= O que fazer =
Exiba cada linha do material em que aparece a string "positive".

= Dados registrados =
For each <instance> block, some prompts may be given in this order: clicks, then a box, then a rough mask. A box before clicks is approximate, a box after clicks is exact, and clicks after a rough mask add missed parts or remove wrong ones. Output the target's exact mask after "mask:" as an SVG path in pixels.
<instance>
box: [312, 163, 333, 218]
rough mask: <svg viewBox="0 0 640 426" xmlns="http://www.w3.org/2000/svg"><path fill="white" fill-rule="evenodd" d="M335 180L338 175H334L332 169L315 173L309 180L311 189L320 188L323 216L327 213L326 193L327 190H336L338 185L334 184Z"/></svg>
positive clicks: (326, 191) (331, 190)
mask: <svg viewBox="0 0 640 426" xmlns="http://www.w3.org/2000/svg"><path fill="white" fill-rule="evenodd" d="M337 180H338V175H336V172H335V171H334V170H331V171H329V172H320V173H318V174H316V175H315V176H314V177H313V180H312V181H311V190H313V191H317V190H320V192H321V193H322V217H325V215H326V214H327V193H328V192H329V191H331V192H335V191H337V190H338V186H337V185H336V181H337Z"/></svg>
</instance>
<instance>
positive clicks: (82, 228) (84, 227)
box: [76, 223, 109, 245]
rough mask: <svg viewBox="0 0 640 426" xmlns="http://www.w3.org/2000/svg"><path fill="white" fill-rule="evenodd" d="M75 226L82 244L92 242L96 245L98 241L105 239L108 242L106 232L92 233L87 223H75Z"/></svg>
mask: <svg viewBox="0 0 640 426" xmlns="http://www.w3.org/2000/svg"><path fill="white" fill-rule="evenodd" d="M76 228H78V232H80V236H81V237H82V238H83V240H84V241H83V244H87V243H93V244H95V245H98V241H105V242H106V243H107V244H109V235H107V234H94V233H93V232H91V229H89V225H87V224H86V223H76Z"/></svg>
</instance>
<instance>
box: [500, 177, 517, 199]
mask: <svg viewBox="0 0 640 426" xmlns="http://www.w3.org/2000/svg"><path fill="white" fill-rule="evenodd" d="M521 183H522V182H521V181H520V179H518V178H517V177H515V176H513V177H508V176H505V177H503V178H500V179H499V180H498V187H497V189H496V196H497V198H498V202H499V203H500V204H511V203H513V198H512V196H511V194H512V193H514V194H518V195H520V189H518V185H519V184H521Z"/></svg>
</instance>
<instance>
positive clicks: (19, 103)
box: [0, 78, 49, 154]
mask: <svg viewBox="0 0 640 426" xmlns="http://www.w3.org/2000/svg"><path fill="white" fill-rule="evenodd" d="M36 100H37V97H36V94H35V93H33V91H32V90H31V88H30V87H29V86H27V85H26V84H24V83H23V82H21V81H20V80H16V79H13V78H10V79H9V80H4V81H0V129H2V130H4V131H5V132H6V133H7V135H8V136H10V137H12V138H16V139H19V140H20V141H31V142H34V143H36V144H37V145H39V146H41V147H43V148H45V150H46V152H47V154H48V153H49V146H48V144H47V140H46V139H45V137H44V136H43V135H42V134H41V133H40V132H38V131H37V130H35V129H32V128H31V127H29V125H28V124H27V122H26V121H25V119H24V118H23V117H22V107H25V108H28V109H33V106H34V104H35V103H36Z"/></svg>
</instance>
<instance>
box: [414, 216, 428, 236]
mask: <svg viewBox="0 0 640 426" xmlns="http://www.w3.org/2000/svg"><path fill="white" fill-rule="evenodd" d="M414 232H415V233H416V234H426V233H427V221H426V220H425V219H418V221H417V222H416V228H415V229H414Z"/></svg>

= Resposta ao exercício =
positive clicks: (326, 191) (331, 190)
positive clicks: (82, 228) (84, 227)
positive clicks: (19, 103)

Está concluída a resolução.